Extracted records
□ □ □

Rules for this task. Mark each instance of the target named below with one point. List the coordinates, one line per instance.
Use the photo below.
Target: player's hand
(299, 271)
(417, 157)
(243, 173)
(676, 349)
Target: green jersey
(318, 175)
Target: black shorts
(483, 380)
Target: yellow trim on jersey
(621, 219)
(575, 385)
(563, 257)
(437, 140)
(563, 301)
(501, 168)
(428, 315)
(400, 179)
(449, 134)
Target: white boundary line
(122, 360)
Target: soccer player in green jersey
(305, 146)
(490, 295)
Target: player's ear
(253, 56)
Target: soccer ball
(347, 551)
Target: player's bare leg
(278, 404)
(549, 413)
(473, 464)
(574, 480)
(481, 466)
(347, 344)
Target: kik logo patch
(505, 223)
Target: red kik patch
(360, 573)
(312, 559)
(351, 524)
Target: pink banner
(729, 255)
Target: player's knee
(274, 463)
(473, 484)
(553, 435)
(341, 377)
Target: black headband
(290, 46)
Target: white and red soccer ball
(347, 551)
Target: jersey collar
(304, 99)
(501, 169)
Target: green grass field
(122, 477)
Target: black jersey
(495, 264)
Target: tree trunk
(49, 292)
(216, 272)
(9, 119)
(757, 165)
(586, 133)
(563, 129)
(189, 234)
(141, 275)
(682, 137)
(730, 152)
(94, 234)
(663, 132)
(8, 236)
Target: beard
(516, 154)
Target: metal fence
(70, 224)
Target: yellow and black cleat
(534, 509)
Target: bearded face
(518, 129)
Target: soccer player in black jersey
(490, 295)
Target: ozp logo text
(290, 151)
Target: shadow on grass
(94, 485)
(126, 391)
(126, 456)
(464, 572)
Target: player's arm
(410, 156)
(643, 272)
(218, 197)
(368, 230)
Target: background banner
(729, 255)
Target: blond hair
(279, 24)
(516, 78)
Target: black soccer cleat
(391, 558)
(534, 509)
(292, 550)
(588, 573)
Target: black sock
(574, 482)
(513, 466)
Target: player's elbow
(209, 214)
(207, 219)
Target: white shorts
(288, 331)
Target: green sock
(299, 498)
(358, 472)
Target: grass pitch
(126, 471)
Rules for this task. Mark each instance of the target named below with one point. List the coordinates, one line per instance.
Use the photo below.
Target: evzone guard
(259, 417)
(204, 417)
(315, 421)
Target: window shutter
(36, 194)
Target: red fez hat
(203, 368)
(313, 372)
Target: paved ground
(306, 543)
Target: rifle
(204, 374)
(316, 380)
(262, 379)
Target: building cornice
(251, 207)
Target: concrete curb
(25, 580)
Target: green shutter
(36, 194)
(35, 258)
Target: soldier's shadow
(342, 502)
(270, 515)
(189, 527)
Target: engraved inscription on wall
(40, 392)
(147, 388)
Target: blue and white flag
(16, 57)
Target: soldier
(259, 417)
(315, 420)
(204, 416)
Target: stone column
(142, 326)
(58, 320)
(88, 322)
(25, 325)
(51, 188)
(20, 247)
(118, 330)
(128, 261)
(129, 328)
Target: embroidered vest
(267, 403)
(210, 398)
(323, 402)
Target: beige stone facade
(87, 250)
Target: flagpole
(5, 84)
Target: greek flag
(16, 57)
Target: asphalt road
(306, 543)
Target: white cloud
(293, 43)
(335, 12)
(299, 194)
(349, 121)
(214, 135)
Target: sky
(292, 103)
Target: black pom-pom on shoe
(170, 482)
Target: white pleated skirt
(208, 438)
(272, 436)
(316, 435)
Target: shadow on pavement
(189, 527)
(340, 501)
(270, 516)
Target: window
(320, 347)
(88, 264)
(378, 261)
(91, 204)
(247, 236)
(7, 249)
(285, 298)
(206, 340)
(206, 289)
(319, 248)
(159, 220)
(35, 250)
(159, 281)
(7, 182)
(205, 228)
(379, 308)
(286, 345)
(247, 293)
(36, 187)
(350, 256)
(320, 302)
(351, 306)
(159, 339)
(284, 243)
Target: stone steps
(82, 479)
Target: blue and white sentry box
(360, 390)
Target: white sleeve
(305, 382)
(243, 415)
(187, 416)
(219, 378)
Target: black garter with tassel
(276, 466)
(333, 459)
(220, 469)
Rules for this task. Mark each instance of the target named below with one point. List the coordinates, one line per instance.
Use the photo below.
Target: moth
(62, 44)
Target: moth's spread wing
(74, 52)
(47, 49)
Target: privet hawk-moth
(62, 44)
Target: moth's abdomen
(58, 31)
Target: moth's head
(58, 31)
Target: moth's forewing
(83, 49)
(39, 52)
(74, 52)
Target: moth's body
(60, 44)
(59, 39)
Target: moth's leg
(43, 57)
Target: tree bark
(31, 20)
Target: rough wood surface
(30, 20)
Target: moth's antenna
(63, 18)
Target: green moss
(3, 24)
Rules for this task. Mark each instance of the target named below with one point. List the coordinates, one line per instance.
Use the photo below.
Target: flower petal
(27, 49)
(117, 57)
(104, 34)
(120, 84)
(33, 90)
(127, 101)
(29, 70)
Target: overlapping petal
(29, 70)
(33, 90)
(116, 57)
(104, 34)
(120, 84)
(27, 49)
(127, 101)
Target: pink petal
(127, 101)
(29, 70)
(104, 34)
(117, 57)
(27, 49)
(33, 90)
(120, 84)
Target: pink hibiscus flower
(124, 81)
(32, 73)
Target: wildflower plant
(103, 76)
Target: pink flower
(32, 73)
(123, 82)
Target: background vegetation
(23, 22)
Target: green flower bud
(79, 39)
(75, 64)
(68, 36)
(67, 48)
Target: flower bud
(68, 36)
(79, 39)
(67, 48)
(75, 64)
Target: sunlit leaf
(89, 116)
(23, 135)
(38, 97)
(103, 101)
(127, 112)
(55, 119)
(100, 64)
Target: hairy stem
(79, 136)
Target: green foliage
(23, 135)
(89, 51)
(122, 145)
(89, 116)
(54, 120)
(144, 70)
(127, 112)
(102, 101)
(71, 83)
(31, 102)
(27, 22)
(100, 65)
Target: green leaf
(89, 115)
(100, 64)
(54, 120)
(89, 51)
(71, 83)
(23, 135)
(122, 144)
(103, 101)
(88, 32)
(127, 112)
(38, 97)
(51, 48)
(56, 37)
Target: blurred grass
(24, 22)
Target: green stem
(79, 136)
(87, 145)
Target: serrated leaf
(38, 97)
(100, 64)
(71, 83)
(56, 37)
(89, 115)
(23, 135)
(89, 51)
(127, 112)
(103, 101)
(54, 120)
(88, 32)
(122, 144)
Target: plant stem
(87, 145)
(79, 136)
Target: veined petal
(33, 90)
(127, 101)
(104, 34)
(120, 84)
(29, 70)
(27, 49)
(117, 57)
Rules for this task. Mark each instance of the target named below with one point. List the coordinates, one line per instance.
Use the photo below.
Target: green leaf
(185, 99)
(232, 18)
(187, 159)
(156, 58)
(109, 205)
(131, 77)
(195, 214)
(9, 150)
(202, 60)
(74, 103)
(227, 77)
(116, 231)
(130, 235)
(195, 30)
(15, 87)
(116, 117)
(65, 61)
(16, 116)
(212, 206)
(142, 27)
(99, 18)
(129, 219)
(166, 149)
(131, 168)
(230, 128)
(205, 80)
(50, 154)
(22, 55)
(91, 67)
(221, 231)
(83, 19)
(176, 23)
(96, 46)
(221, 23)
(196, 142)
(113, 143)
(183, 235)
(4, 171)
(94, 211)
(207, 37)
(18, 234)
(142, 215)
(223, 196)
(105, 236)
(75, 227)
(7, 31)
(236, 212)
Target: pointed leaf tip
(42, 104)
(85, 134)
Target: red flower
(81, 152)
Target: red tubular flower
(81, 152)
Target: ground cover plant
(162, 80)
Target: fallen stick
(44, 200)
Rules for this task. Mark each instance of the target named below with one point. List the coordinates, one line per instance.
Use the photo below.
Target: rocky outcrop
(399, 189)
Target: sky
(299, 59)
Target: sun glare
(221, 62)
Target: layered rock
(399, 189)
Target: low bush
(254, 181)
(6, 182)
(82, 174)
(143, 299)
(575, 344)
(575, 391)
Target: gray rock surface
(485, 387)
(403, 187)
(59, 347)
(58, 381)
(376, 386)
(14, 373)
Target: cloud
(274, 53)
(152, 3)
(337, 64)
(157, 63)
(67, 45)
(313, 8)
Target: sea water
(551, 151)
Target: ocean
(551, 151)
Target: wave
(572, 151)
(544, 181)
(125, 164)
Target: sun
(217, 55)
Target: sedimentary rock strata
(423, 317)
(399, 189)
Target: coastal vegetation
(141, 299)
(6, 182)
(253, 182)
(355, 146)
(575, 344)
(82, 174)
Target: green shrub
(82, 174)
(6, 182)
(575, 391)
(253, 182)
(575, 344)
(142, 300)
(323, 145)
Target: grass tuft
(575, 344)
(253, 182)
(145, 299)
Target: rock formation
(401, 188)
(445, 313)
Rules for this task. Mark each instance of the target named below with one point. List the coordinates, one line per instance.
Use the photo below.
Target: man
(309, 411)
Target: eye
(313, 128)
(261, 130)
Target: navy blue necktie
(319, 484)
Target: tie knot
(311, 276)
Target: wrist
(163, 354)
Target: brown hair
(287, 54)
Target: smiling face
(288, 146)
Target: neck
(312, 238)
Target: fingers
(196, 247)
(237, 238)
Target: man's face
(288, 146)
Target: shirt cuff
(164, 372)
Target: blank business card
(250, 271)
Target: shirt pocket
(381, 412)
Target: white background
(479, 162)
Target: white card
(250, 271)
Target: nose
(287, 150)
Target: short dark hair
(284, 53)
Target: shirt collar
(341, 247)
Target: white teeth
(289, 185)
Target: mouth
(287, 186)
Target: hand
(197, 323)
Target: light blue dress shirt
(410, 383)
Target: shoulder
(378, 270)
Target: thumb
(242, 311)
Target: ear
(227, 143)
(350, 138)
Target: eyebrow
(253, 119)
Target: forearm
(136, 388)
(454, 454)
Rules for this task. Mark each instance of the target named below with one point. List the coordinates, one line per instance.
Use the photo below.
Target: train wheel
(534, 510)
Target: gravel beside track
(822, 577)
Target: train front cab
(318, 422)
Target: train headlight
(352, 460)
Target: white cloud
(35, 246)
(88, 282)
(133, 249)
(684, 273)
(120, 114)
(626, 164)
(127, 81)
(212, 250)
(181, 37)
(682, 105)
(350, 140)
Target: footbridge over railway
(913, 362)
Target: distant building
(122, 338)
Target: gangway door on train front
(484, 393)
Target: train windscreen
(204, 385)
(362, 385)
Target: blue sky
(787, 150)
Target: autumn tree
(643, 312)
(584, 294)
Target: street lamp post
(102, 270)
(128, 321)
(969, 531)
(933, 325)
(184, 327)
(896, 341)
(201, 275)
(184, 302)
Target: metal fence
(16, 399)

□ □ □

WHAT THE EXERCISE ASKS → Please retype, exactly as written, every line from the line containing "Target: gravel beside track" through the last line of the records above, including both of those lines, and nothing else.

SOLUTION TO THIS TASK →
Target: gravel beside track
(822, 577)
Target: train front cab
(318, 422)
Target: train headlight
(352, 460)
Target: white cloud
(35, 246)
(88, 282)
(133, 249)
(684, 273)
(120, 114)
(626, 164)
(127, 81)
(212, 250)
(181, 37)
(682, 105)
(350, 140)
Target: footbridge over railway
(913, 362)
Target: distant building
(122, 338)
Target: gangway door on train front
(484, 393)
Target: train windscreen
(204, 385)
(362, 385)
Target: blue sky
(787, 150)
Target: autumn tree
(643, 312)
(584, 294)
Target: street lamp post
(102, 270)
(128, 321)
(969, 531)
(933, 325)
(184, 327)
(896, 341)
(201, 275)
(184, 302)
Target: metal fence
(16, 399)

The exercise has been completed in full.